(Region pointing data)
- - -

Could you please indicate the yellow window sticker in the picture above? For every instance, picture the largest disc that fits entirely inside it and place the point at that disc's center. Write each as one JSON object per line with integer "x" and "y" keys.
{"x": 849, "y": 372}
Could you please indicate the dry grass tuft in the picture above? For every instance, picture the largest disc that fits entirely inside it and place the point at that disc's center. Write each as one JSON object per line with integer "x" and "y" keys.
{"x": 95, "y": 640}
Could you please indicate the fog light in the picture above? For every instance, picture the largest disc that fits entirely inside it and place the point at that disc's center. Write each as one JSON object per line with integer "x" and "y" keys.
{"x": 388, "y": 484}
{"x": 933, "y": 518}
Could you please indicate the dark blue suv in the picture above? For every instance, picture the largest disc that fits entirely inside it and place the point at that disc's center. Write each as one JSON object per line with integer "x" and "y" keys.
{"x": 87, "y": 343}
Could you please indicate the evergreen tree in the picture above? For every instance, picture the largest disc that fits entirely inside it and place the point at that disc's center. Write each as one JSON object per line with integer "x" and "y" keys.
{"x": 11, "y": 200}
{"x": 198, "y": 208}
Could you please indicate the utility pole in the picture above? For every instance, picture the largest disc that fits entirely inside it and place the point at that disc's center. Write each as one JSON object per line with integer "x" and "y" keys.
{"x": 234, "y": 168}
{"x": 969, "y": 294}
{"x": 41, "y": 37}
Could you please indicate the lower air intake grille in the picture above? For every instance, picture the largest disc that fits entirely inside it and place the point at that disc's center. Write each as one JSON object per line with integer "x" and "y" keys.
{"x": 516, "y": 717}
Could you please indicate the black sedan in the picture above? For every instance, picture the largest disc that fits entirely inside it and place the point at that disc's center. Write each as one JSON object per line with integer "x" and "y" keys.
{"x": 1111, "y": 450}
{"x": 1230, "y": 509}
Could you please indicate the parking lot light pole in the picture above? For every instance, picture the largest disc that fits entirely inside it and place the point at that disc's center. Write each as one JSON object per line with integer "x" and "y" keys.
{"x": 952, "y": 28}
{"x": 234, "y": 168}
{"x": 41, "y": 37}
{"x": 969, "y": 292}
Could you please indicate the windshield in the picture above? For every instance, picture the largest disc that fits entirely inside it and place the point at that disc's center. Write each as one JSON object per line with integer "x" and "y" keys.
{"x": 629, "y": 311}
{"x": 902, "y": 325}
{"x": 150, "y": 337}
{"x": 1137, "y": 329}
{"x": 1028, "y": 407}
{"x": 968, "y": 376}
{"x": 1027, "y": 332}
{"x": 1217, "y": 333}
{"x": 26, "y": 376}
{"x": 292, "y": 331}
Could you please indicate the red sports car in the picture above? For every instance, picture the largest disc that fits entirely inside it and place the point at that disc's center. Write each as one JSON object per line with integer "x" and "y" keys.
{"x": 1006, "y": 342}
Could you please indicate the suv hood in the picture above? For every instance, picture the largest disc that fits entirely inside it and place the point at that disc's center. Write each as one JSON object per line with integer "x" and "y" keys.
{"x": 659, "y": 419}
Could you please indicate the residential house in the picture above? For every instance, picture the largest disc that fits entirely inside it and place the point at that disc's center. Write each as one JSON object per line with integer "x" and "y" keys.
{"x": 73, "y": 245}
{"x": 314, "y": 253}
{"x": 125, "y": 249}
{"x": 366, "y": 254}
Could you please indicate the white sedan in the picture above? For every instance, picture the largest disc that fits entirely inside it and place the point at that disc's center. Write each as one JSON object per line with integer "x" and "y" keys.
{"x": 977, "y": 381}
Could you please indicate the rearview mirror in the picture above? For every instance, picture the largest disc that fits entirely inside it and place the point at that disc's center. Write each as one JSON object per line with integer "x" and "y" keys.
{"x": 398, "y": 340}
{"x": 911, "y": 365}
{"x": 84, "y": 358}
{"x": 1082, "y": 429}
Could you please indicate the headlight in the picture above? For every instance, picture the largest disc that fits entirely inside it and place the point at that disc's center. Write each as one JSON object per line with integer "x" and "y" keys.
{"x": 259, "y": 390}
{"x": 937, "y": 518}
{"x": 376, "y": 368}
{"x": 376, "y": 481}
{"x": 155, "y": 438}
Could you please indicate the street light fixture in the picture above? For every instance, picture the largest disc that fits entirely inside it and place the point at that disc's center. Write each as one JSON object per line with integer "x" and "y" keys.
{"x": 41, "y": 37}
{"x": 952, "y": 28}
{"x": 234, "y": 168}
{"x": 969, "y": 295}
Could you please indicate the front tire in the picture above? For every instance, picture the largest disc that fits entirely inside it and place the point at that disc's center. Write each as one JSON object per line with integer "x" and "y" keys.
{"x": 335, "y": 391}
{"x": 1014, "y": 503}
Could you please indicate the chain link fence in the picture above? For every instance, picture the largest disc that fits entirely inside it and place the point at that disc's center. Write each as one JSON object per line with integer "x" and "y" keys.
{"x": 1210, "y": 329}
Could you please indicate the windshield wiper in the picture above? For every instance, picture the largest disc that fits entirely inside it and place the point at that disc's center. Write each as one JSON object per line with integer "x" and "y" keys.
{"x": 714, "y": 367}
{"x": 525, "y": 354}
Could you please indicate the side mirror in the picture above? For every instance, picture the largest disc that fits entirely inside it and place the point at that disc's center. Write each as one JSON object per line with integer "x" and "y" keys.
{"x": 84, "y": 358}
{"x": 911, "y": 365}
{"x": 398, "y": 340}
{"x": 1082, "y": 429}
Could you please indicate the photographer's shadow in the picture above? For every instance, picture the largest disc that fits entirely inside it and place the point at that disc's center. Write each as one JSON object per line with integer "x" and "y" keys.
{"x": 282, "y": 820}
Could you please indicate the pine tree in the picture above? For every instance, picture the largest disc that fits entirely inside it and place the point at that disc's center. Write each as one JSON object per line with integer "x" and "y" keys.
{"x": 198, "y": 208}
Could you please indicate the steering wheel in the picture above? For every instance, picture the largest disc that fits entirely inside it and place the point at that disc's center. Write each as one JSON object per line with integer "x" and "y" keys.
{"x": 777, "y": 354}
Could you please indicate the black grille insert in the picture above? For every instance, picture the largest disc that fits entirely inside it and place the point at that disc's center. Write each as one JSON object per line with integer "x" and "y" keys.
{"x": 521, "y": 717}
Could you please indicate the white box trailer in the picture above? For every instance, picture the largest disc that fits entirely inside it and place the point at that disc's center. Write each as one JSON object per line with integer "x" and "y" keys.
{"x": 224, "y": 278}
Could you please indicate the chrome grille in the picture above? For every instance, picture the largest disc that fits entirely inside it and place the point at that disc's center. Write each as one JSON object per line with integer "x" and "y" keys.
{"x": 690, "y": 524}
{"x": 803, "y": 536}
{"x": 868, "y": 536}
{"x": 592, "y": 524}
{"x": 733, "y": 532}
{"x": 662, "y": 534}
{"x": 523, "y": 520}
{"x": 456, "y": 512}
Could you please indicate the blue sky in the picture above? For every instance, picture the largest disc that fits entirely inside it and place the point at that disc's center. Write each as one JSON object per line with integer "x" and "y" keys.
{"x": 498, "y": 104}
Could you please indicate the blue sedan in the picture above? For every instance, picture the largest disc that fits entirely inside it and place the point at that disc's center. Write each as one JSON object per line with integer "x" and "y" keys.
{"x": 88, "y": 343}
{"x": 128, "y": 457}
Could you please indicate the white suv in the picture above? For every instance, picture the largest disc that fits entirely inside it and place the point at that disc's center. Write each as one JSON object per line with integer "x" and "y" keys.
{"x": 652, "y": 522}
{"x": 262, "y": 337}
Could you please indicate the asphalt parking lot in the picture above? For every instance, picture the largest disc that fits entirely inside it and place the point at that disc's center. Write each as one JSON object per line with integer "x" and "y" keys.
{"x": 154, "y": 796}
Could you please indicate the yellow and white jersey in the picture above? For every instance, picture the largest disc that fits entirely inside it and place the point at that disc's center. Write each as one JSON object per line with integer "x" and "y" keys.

- - -

Write the entries out once more, exactly as they appear.

Written solution
Could you please indicate the yellow window sticker in the picture above? For every instance, picture the largest disc that fits entirely inside it and place the point at that disc's center. Write each as one JSON object per line with integer "x" and "y" keys.
{"x": 849, "y": 372}
Could you please indicate the dry grass tuft in the picture above? For every instance, picture the largest disc that fits entirely inside it and place the point at that disc's center. Write each as one JSON object per line with integer "x" and "y" keys.
{"x": 95, "y": 640}
Could you please indicate the fog light in the picture above? For every instance, picture the largest disc that fits entirely inside it and place the point at that disc's center. Write each as one JSON object per line with integer "x" and "y" keys.
{"x": 388, "y": 484}
{"x": 933, "y": 518}
Could you please indicate the dark blue suv in the picture above? For every instance, picture the largest disc that fits entirely inside it and place the point at that disc's center. Write each as one JSON object per line with integer "x" and "y" keys.
{"x": 87, "y": 343}
Could you please indicate the evergreen tree in the picture above? For every instance, picture the largest disc that fits entirely inside it and place the point at that disc's center. Write each as one JSON object per line with integer "x" and "y" keys.
{"x": 11, "y": 200}
{"x": 198, "y": 208}
Could you please indicate the utility pole in the picture above? For every instance, picture the largest disc that fits entirely inside it and place the point at that disc's center. Write each as one JSON object per line with integer "x" and "y" keys.
{"x": 234, "y": 168}
{"x": 969, "y": 294}
{"x": 41, "y": 37}
Could you please indicate the lower air intake grille in the picture above? For every instance, picture the largest disc that fits entirely inside it and place the point at that disc's center. Write each as one JSON object per line with integer "x" and "y" keys.
{"x": 516, "y": 717}
Could you please indicate the black sedan in the picture above? For every instance, picture the largest disc that fits entirely inside it and place the point at that disc's center. Write each as one JSON object per line with integer "x" and "y" keys.
{"x": 1111, "y": 450}
{"x": 1230, "y": 509}
Could you please indicate the parking lot light pole in the picture above? For every instance, picture the largest disc that fits entirely inside it and place the point at that disc's center. Write each as one JSON object per line with integer "x" and "y" keys.
{"x": 952, "y": 28}
{"x": 234, "y": 168}
{"x": 41, "y": 37}
{"x": 969, "y": 292}
Could you please indicate the windshield in the picture above? For every instance, picture the largest disc that fits entirely inside it and place the point at that disc's center. Write each as one JSON object per line with integer "x" and "y" keys.
{"x": 629, "y": 311}
{"x": 902, "y": 325}
{"x": 150, "y": 337}
{"x": 1137, "y": 329}
{"x": 1028, "y": 407}
{"x": 968, "y": 376}
{"x": 1027, "y": 332}
{"x": 1217, "y": 333}
{"x": 26, "y": 376}
{"x": 292, "y": 331}
Could you please indicate the red sports car in the picture above? For every instance, picture the largest disc that fits entirely inside it and place the point at that disc's center. Write each as one JSON object per line with integer "x" and "y" keys.
{"x": 1006, "y": 342}
Could you please indicate the suv hood in the picture above? For every instance, picture the largest disc that fits entirely inside it and place the point at that disc's center. Write each as one JSON object per line with integer "x" and "y" keys.
{"x": 659, "y": 419}
Could you please indicate the residential house in the picture above? For every instance, picture the largest disc that fits entirely inside it and place the point at that disc's center. Write each as one JSON object per line with integer "x" and "y" keys.
{"x": 73, "y": 245}
{"x": 314, "y": 253}
{"x": 125, "y": 249}
{"x": 366, "y": 254}
Could you please indicate the white sedan in the picture above? For every instance, picture the largest disc that fits entirely inside it and place the point at that disc's center. Write each as one JSON object per line with integer "x" and "y" keys.
{"x": 977, "y": 381}
Could you please indicate the rearview mirror in the picture above? For every instance, picture the largest disc that fits entirely inside it and place the point at that disc's center. Write each as one JSON object per line with integer "x" and "y" keys.
{"x": 398, "y": 340}
{"x": 911, "y": 365}
{"x": 84, "y": 358}
{"x": 1082, "y": 429}
Could you please indicate the headlight in the picture above? For every instance, picture the largest disc that fits entirely inside it and place the point at that disc's center. Write each as one JSON object per line with integer "x" and "y" keys.
{"x": 259, "y": 390}
{"x": 937, "y": 518}
{"x": 376, "y": 368}
{"x": 376, "y": 481}
{"x": 155, "y": 438}
Could you please indicate the street light fixture in the picture above? For every instance, picture the largest disc that fits entirely inside it and place the point at that disc's center. Write each as one JSON object per line with integer "x" and "y" keys.
{"x": 41, "y": 37}
{"x": 952, "y": 28}
{"x": 234, "y": 168}
{"x": 969, "y": 295}
Could you please indicate the front tire in the picture above? For every instance, picture the largest disc that fits entirely inside it and place the point at that disc's center. Write each as one JSON object per line with integer "x" and "y" keys.
{"x": 335, "y": 391}
{"x": 1014, "y": 503}
Could you please indicate the chain link fence in the picture above? For every instance, picture the largest disc that fits entirely inside it and place the point at that disc's center. Write each as one JSON object per line with integer "x" and "y" keys.
{"x": 1210, "y": 329}
Could you please indicate the windshield wiper in the picture above? For every instance, picture the largest disc that fits entirely inside it and place the point at that disc's center. Write each as one JSON object per line with integer "x" and "y" keys.
{"x": 714, "y": 367}
{"x": 525, "y": 354}
Could you please indicate the side mirror in the picture above? For every instance, picture the largest disc that fits entirely inside it and place the point at that disc's center. Write each as one JSON object per line with integer "x" and "y" keys.
{"x": 84, "y": 358}
{"x": 911, "y": 365}
{"x": 398, "y": 340}
{"x": 1082, "y": 429}
Could you please indicate the photographer's shadow in the picture above? For every instance, picture the largest disc that fits entirely inside it and place the point at that disc's center. Write each as one JSON object per line with integer "x" and "y" keys.
{"x": 282, "y": 820}
Could you please indicate the pine tree in the picture above? For every instance, picture the largest disc that fits entirely inside it and place the point at that disc's center. Write each as one JSON object per line with integer "x" and "y" keys.
{"x": 198, "y": 208}
Could you please indicate the steering wheel in the picture above? For every instance, picture the largest disc that fits entirely inside it and place the point at that disc's center. Write each as one JSON object per line with integer "x" and "y" keys.
{"x": 777, "y": 354}
Could you please indicate the black grille insert in the picture above? For every instance, picture the largest disc that fits entirely inside it and place the point at that disc's center. Write each as one JSON object per line with integer "x" and "y" keys.
{"x": 521, "y": 717}
Could you please indicate the white box trailer in the picture above? For every instance, picture the largest disc that fits entirely inside it and place the point at that disc's center. Write each as one JSON object per line with integer "x" and "y" keys.
{"x": 224, "y": 278}
Could you please indicate the chrome grille in the picture above? For every instance, picture the largest disc that fits entirely inside it and place the point at that disc's center. Write each as one JSON object per line with integer "x" and "y" keys.
{"x": 690, "y": 524}
{"x": 803, "y": 536}
{"x": 868, "y": 536}
{"x": 592, "y": 524}
{"x": 733, "y": 532}
{"x": 662, "y": 534}
{"x": 523, "y": 520}
{"x": 456, "y": 512}
Could you please indicate the blue sky in the picture above? For every instance, picture the largest disc that fits entirely inside it and place the point at that disc's center. Write each as one JSON object per line with integer "x" and "y" keys.
{"x": 498, "y": 104}
Could you please indicate the blue sedan in the picture above? For every instance, picture the largest disc that fits entirely inside it and place the point at that disc's center. Write each as one JSON object per line with integer "x" and "y" keys.
{"x": 88, "y": 343}
{"x": 128, "y": 457}
Could you please indicate the white suv in the picture above? For every instance, picture the largest disc that fits entirely inside it and place the point at that disc's center. Write each as one JSON object per line with integer "x" and "y" keys.
{"x": 652, "y": 522}
{"x": 262, "y": 337}
Could you please indicate the asphalt parking lot in the picture above? For every instance, picture the largest disc that fits entirely inside it and place the point at that disc's center. Write each as one JSON object per line with integer "x" and "y" keys.
{"x": 154, "y": 796}
Could you please indicate the yellow and white jersey in the picture above? For every instance, picture the largest disc that fits entirely inside it and place the point at that disc's center. Write each as one JSON object per line with integer "x" and "y" keys.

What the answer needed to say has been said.